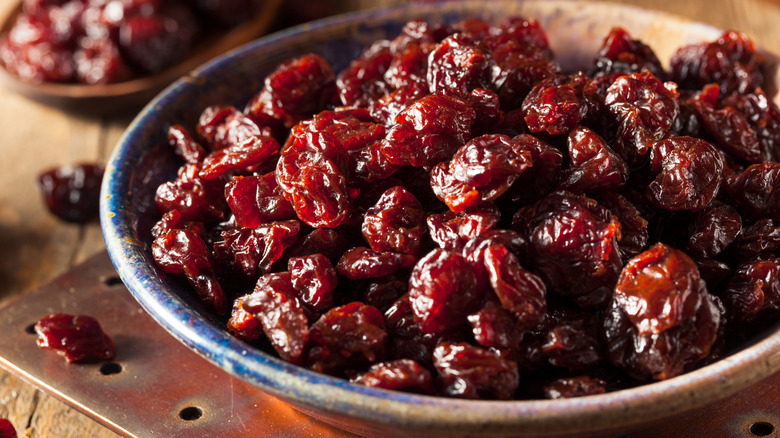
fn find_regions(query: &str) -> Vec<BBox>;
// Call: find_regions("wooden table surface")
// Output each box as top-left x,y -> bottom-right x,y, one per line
0,0 -> 780,438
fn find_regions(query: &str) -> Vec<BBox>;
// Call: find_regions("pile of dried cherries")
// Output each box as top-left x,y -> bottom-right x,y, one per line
151,17 -> 780,400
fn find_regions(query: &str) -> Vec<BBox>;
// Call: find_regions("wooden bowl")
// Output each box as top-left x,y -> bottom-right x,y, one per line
101,0 -> 780,438
0,0 -> 282,115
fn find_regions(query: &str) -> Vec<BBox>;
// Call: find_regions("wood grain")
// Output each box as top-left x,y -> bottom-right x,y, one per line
0,0 -> 780,438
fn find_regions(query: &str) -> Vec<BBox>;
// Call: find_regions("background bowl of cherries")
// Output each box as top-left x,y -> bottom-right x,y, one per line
101,1 -> 780,436
0,0 -> 280,114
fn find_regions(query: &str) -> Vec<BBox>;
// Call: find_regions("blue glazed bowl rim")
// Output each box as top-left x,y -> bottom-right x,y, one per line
100,0 -> 780,431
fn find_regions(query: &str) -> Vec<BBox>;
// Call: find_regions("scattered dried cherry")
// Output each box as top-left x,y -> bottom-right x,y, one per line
35,313 -> 115,362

┄┄┄┄┄┄┄┄┄┄

- **Set problem**:
Write out all the items again with every "find_regions" replaced by "locate_regions" and nothing else changed. Leave the pictures out.

- **Written answer**:
fn locate_regions(query: &str) -> Vec<BBox>;
// Call: locate_regions("wooden table surface")
// Output each box as top-left x,y -> bottom-right x,y, one per line
0,0 -> 780,438
fn locate_regions(query: &str) -> Vec<BBox>;
// Call: locate_regions("pile of dried cherries")
// Output each box as top-left x,y -> bottom-right x,y, one per line
151,17 -> 780,400
fn locate_regions(query: &str) -> Vec<BBox>;
// Call: locate_regions("wooden bowl")
// Output each box as top-left x,y -> bottom-right x,y, one per line
101,0 -> 780,438
0,0 -> 282,115
fn locate_regions(query: &str) -> Vec<BBox>;
// Call: locate_regions("wood grain")
// Output each box as top-left x,y -> bottom-right x,y, one per line
0,0 -> 780,438
fn locate_regions(query: &str) -> Vec<BBox>;
// Call: locate_regions("background bowl of cherries")
// Output each box as top-left x,y -> bottom-right x,y, one per line
101,1 -> 780,436
0,0 -> 280,114
fn locate_regions(query: &str) -> Vec<BBox>;
// Call: locate_regions("blue glazed bowl rim")
// Output each box as top-left x,y -> bottom-right x,y, one per line
100,0 -> 780,431
fn locate_regions(query: &str) -> Vec<BBox>;
// Call: locate_regions("scattered dried cherry")
// Output each box as top-left x,y -> bottom-right x,y, one per line
35,313 -> 115,362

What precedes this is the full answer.